* [What the task asks] All entries that follow are to be printed exactly as written.

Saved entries
BEGIN

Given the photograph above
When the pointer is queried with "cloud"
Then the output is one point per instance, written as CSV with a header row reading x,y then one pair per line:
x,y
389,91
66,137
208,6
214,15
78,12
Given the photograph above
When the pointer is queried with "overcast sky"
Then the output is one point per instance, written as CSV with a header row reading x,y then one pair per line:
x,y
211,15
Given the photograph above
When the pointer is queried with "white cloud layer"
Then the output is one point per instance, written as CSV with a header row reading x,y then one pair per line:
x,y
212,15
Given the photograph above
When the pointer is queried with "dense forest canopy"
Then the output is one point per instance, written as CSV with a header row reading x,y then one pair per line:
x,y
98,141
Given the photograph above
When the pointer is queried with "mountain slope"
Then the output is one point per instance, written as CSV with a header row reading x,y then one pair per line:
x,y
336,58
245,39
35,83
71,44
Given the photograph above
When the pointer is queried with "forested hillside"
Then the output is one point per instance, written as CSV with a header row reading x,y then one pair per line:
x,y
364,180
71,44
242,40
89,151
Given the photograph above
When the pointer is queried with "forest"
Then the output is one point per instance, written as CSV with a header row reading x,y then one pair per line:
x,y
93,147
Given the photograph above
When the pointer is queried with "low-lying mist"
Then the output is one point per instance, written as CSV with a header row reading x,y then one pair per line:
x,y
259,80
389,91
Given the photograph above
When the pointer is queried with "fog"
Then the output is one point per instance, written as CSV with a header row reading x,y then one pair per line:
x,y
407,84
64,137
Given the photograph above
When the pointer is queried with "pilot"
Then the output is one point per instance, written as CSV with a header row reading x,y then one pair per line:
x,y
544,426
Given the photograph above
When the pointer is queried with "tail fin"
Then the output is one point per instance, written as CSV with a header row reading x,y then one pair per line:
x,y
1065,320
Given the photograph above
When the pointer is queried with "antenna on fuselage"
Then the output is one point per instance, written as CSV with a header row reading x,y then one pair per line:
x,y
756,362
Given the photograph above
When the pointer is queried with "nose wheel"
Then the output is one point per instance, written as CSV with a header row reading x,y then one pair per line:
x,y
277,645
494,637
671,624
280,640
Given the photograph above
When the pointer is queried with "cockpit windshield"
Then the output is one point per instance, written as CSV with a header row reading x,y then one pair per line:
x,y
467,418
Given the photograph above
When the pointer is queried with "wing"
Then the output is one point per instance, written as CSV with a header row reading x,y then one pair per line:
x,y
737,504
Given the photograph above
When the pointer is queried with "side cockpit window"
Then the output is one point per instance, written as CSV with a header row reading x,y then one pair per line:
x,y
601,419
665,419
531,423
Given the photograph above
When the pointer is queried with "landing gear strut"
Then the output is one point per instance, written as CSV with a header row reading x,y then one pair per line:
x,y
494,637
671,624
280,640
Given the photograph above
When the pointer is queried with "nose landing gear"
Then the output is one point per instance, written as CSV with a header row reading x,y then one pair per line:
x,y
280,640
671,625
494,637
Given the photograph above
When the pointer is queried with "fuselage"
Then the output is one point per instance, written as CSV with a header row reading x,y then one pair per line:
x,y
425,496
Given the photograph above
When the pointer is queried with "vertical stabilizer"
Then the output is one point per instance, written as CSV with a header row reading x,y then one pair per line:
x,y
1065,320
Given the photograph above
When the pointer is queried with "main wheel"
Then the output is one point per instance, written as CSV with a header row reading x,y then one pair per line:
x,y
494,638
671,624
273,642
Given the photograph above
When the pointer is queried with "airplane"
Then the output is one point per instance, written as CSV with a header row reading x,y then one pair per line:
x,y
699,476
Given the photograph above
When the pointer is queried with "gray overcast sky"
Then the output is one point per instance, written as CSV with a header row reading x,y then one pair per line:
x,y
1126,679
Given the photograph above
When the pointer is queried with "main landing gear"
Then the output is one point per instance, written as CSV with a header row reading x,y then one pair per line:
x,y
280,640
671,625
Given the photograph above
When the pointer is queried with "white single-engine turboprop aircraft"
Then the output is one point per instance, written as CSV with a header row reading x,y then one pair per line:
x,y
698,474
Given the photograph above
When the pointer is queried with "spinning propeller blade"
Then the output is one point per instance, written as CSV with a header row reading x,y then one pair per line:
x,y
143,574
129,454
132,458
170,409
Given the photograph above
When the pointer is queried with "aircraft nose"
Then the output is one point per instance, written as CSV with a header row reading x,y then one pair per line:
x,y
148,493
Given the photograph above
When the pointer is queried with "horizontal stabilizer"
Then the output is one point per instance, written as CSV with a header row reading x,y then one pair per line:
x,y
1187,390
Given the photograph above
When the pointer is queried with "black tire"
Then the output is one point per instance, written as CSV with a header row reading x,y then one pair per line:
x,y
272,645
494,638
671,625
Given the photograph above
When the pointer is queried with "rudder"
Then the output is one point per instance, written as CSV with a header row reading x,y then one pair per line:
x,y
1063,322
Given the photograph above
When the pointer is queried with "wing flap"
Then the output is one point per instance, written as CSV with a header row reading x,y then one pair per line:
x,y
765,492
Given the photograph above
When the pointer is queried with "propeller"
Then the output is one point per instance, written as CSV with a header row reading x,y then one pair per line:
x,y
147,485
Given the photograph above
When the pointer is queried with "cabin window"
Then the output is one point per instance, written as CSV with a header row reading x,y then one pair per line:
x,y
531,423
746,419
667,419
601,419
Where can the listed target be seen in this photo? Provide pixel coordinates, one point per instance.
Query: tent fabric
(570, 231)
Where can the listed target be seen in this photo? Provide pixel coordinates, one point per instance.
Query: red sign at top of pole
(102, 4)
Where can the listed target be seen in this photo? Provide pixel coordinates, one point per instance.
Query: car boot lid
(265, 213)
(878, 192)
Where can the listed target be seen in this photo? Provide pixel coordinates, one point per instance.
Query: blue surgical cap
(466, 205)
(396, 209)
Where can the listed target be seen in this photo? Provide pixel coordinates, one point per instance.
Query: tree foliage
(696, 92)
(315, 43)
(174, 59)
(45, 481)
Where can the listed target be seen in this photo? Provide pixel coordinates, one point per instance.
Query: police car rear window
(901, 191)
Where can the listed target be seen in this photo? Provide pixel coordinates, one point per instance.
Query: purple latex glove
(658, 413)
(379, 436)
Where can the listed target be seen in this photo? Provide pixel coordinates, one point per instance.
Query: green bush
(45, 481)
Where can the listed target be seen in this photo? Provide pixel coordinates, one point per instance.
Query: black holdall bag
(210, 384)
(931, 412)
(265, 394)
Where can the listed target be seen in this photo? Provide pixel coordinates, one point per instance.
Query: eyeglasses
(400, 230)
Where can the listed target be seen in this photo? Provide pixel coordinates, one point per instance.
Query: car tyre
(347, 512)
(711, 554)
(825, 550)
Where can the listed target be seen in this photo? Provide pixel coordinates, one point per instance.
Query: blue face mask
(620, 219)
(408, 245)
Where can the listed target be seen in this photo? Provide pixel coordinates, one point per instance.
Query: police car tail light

END

* [Task answer]
Given the photograph above
When the pointer is queried with "cloud"
Then the output is one point per instance, written as CSV with a header row reading x,y then one pair per line:
x,y
389,91
66,137
208,6
214,15
78,12
Given the photograph above
When the pointer is queried with "overcast sky"
Then the output is one point per instance, written as CSV with a header row reading x,y then one pair per line:
x,y
211,15
Given the photograph above
When the pointer is queried with "white cloud layer"
Then the output is one point per instance, written as CSV with a header row reading x,y then one pair per line:
x,y
212,15
Given the photograph above
When the pointer is queried with "dense forest canopy"
Then the output is one point per instance, written as CSV with a header row reading x,y then one pair per line:
x,y
98,141
Given the photograph above
When the pointer is queried with "mountain slope"
Then the output is one point per instance, written as CSV with a header row reading x,y then one pair per line:
x,y
336,58
245,39
35,83
71,44
Given the photograph above
When the pointer is queried with "forested hillside"
Then the output is one point per instance, written as CSV with a header row reading x,y then one pair per line:
x,y
364,180
71,44
242,40
89,151
Given the photograph above
When the pointer is queried with "forest"
Then the output is one point per instance, written as CSV with a header row reading x,y then one pair per line:
x,y
93,147
Given the photograph above
When the pointer is queried with "low-lying mist"
Then the output is one point per instance, written as CSV with a header row reading x,y then one pair per line:
x,y
259,80
389,91
Given the photograph above
When the pointer is queried with "fog"
Then the output is one point per instance, written as CSV with a header row reading x,y then one pair per line:
x,y
407,84
64,137
Given the photograph above
When the pointer is queried with "pilot"
Then the output is one point per instance, written as CSV with a header row reading x,y then one pair per line:
x,y
544,426
Given the photograph above
When the pointer is queried with "tail fin"
Then the output is one point per instance, written as CSV with a header row reading x,y then one pair per line:
x,y
1065,320
Given the photograph above
When the pointer is queried with "antenna on fuselage"
Then the output is one point per instance, written as CSV with a header row reading x,y then one pair per line:
x,y
756,362
Given the photograph above
When the pointer is queried with "nose wheel"
Then the output is one point per instance, written as CSV with a header row reading x,y then one pair per line:
x,y
277,645
494,637
671,624
280,640
Given the photograph above
When the pointer is queried with "cockpit windshield"
Then the output is one point per instance, written as CSV with a header row reading x,y then one pair per line:
x,y
467,418
Given the photograph above
When the pointer is queried with "wing"
Then the output is one point per instance, written as CSV with a header row reading x,y then one pair per line:
x,y
737,504
Given the photograph above
When the pointer is queried with "side cockpit window"
Then the output is one point per instance, written as CSV with a header row reading x,y then one pair per line:
x,y
601,419
665,419
531,423
Given the photograph above
When the pointer is queried with "landing gear strut"
Then the output is one point per instance, written as CSV with a header row reading x,y then one pair per line:
x,y
494,637
671,624
280,640
Given the photograph above
When the pointer is queried with "nose landing gear"
Then the output is one point per instance, written as CSV with a header row reading x,y then one pair per line:
x,y
280,640
671,625
494,637
Given the photograph above
When the pointer is queried with "fuselage"
Then the output is one point per instance, written as CSV with a header row reading x,y then one pair per line:
x,y
425,496
Given the photograph above
When the pointer is queried with "vertical stabilizer"
Then the output is one point per instance, written as CSV with a header row reading x,y then one pair per line:
x,y
1065,320
Given the photograph above
When the pointer is queried with "main wheel"
Then the output is one point per instance, written as CSV with a header row reading x,y then one pair per line:
x,y
494,638
671,624
273,642
Given the photograph above
When the pointer is queried with "airplane"
Then the output is one point per instance, written as CSV with a header row reading x,y then one pair per line:
x,y
699,476
Given the photograph above
When the pointer is queried with "gray overcast sky"
Then the output is one point per instance, written as CSV with a header row reading x,y then one pair per line:
x,y
1126,679
Given the photograph above
When the pointer is queried with "main landing gear"
Then the output is one point per instance, written as CSV with a header row reading x,y then one pair per line:
x,y
280,640
671,625
Given the photograph above
When the pointer is queried with "white single-engine turboprop aircraft"
Then the output is one point per instance, written as CSV with a header row reading x,y then one pair per line:
x,y
698,474
Given the photograph above
When the pointer is queried with "spinning propeller blade"
Then the output is one point per instance, written as CSV with a header row reading x,y then one pair per line:
x,y
143,574
129,454
132,458
170,409
Given the photograph above
When the pointer is queried with "aircraft nose"
Then the output is one point per instance, written as CSV with a header row reading x,y then one pair per line:
x,y
148,493
Given the photograph above
When the pointer is queried with "horizontal stabilizer"
Then the output is one point per instance, written as CSV with a header row reading x,y then one pair per line:
x,y
1187,390
Given the photograph above
When the pointer is queried with "black tire"
Then the output is one point per instance, written as CSV with a header row reading x,y then one pair per line:
x,y
272,645
494,638
671,625
Given the photograph above
When the pointer is queried with "rudder"
Then the output is one point per instance, written as CSV with a header row reading x,y then one pair per line:
x,y
1063,322
Given the photograph above
When the pointer is queried with "wing flap"
Then the output is one point per instance, written as CSV with a header row reading x,y then one pair per line:
x,y
765,492
Given the photograph above
When the pointer is queried with "propeller"
Then the output is one point per instance, written as CSV with a header row reading x,y then one pair per line:
x,y
147,485
Given the photograph above
When the pointer is queried with "cabin window"
Then the output is one point per instance, written as CSV with a header row reading x,y then one pair per line:
x,y
531,423
746,419
667,419
601,419
Where can the listed target be seen in this photo? Provide pixel coordinates, one point per instance.
Query: tent fabric
(570, 231)
Where can the listed target be seen in this photo? Provide pixel coordinates, one point per instance.
Query: red sign at top of pole
(102, 4)
Where can the listed target be seen in this photo? Provide pixel coordinates, one point per instance.
Query: car boot lid
(265, 213)
(878, 192)
Where can the listed target be seen in this photo? Provide pixel coordinates, one point per instance.
Query: blue surgical cap
(466, 205)
(396, 209)
Where can the listed target be seen in this photo? Provide pixel coordinates, one point per instance.
Query: tree foliage
(696, 92)
(315, 43)
(174, 59)
(45, 481)
Where can the listed target be seen in this photo? Provide pixel coordinates, one point per instance.
Query: police car rear window
(901, 191)
Where can the listed target be seen in this photo? Provide pixel coordinates, one point per instance.
Query: purple latex glove
(658, 413)
(379, 436)
Where can the listed target be seen in this photo? Provide pixel coordinates, one point per instance.
Query: green bush
(45, 481)
Where can the listed target be seen in this photo? Provide pixel coordinates, one point per instance.
Query: black holdall bag
(210, 384)
(931, 412)
(265, 394)
Where can the listed target be seen in this photo? Provide pixel coordinates, one point per instance.
Query: eyeglasses
(400, 230)
Where can the listed target be seen in this photo? Provide pixel coordinates, one point per instance.
Query: car tyre
(347, 512)
(711, 554)
(825, 550)
Where can the listed target be seen in this photo? Provide pixel coordinates, one point per instance.
Query: blue face mask
(620, 219)
(408, 245)
Where can the listed target be seen in this photo? Provide pixel coordinates, one point per instance.
Query: police car tail light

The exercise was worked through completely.